# [Exercise directions]
Return every line of the rows below that contains the string "water", and leave out all other lines.

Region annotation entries
= = = = =

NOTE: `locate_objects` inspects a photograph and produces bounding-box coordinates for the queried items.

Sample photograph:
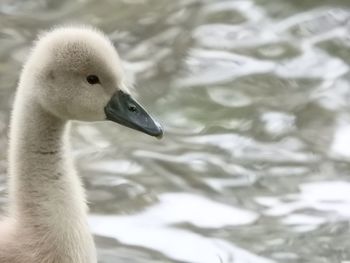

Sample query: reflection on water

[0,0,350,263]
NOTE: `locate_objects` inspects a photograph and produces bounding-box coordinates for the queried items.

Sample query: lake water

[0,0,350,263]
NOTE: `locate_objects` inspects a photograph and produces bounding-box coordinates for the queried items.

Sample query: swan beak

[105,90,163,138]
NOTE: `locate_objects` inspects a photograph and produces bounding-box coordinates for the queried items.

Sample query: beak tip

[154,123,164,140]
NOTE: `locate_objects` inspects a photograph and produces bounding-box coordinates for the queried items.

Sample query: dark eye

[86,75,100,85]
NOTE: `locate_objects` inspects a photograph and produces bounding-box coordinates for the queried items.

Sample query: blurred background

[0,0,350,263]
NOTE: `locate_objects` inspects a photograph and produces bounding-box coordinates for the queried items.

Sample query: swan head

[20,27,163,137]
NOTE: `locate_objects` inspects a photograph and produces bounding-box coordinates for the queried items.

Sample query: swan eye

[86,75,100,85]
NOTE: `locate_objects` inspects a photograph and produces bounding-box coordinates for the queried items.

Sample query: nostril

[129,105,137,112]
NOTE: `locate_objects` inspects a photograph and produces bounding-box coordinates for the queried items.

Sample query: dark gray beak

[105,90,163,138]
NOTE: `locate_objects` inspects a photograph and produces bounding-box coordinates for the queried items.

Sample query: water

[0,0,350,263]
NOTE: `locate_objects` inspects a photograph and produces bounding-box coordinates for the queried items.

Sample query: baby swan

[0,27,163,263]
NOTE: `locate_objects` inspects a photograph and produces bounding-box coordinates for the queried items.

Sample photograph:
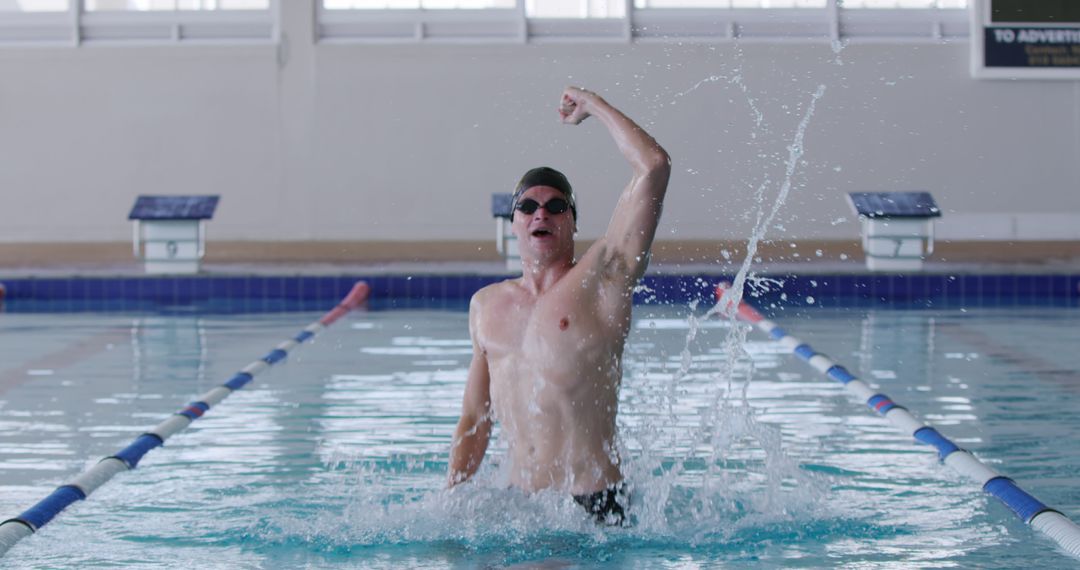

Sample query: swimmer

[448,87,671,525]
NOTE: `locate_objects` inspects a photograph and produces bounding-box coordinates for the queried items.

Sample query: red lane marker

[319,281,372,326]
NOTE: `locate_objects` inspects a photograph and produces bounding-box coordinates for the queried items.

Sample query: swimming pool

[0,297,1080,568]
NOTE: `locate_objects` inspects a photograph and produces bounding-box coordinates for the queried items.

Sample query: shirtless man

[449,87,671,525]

= = = = =

# [Exercise response]
Sample query: reflection on water
Sample query: lake water
Sample query: water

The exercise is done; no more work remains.